**Data provided**:
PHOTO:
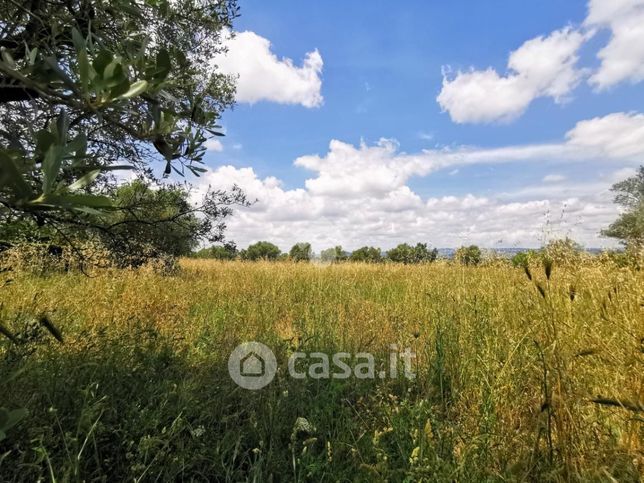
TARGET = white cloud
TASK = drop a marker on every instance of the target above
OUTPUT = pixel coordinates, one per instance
(541, 67)
(553, 178)
(213, 144)
(619, 135)
(622, 59)
(360, 195)
(265, 77)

**Exercise requirements**:
Express the item above as a two-column CSV with the columns "prompt" and "response". Give one row for each item, place its text and its answer each in a single quoted field with line breaks replaced by spaces, and leave the picture out.

**Task response**:
prompt,response
"PHOTO: TARGET = white cloud TASK = drop a marker on every instance of the target above OUTPUT = pixel coordinates, one per instance","(541, 67) (553, 178) (213, 144) (619, 135) (622, 59) (360, 195) (265, 77)"